- Problems to solve:
a: In the article on Jean Shepherd's talk, rewrite the paragraph that begins "Shepherd exudes more than fun" in one shorter sentence that keeps its main facts.
b: Using the article on Jean Shepherd's talk, answer yes or no for each statement and quote the words that decide it: (i) Shepherd wrote out his remarks well before arriving at Muhlenberg. (ii) The talk took place in Memorial Hall. (iii) Shepherd's radio audience spans 27 states.
c: Carry the article on Jean Shepherd's talk forward from its last sentence.

Jean Shepherd, hailed by many as the "leading Satirist of the Underground," gave some personal observations last Friday [February 3rd] of "that great appendage to Manhattan Island:" Muhlenberg College. Before a packed student assembly in Memorial Hall, he calculated, then diagnosed his listeners from the vantage point of a "native to civilization," a sojourner from a sublime place (New York City) where society and God pay daily public avowal.
If he seemed extremely biased to Manhattan Island during his brief appearance, it was because he wanted to master that expression at the time. Shepherd spoke extemporaneously, gathering little morsels of satire while en route to Muhlenberg.
Graceful Crud
When he spoke of the crud settling gently "over the merry swamps" of New Jersey, we cannot question him further. The character analogous to "Shep" saw it. And when he envisioned dead birds gliding aimlessly above the Garden State amidst the "sultry crud," we graciously accepted it.
Shepherd exudes more than fun. Behind the facade of savage wit that attracts a devoted 27-state audience each night over WOR Manhattan radio, bubbles a warm medium of thought, true purpose and "serious" analyzation.
As Mr. Shepherd is carefully scrutinized by the observer during a casual conversation, the first impression we receive is the entertainer's provocative sincerity and honesty. Through his close association with publisher Hugh Hefner and Playboy magazine, Shepherd articulated the difference between "Hefner's Empire" and other magazines that have long endured the tag of "socially acceptable" and the "Good Housekeeping seal" in American society. "I have never known Hef' to write anything in Playboy that he didn't honestly believe in."

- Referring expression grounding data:
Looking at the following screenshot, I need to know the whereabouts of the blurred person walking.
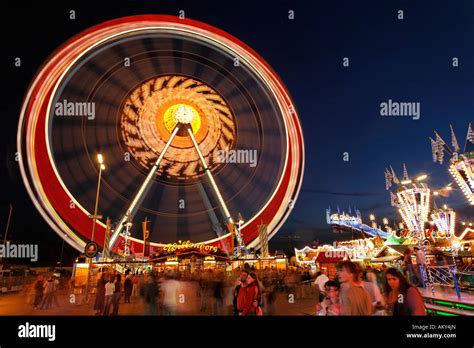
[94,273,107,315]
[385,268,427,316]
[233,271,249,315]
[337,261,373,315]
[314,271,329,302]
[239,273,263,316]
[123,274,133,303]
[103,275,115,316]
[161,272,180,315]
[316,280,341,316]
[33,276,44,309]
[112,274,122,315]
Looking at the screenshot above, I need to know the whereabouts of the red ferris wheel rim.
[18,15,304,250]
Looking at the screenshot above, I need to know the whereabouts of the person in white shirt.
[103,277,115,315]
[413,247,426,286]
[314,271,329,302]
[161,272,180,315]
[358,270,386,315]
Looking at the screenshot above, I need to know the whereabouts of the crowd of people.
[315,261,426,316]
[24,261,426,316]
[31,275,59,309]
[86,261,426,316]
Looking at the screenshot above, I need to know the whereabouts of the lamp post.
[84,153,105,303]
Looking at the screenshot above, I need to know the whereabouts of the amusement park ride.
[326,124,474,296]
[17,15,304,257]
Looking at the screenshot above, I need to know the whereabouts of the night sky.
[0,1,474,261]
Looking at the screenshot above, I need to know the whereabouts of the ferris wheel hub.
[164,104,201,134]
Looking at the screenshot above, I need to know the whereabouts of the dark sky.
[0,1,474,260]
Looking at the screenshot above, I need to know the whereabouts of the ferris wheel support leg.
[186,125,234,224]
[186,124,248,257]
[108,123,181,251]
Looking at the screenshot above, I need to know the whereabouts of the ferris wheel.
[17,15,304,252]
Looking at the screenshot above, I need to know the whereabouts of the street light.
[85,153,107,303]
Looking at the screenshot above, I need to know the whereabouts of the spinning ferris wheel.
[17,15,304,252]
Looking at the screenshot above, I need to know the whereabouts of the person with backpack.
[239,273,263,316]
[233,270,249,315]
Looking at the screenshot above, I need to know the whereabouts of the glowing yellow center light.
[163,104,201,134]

* * *

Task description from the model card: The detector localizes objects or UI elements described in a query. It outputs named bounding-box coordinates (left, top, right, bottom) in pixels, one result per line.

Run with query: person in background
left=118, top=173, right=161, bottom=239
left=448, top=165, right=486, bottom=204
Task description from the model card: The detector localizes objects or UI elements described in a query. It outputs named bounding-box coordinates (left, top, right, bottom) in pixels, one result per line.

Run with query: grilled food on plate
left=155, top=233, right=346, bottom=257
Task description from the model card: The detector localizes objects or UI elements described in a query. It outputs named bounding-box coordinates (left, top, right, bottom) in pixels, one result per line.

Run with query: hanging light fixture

- Answer set:
a: Beneath the savage wit that draws a devoted 27-state audience to his nightly WOR Manhattan radio show, Shepherd offers warmth, true purpose and "serious" analysis.

b:
(i) No: "Shepherd spoke extemporaneously, gathering little morsels of satire while en route to Muhlenberg."
(ii) Yes: "Before a packed student assembly in Memorial Hall"
(iii) Yes: "a devoted 27-state audience each night over WOR Manhattan radio"

c:
Knits doilies
His comments on Vogue and The New Yorker ran somewhat different to the above statement. "Those guys on The New Yorker sound like they're knitting little doilies for their readers. It's a big joke. John O'Hara told me he submitted one article eight times and each time they sent it back for revision." He went on to say that the author finally gave up and told them to write it themselves. Several weeks later, O'Hara saw a text that faintly resembled a topic he had written previously, lacking all the forceful elements of its original being.
Shepherd's biting satire, then, must be seen through the spectrum of
sincere desires and unpretentious passions. He stands for the crusaders of truth, "the saying-something crowd," and attacks the small-time hypocrites that think culturally depraved Philadelphia is anything more than Allentown to the third power.
Shepherd remarked that he prefers Al Capp humor to that of his close associate Jules Feiffer. This is pure honesty, a common trademark to all those who know Mr. Shepherd. Unlike so many in his field, he isn't satirical for the sake of comedy. There is an underlying purpose, a motive, always, behind his hilarious glimpses of the world.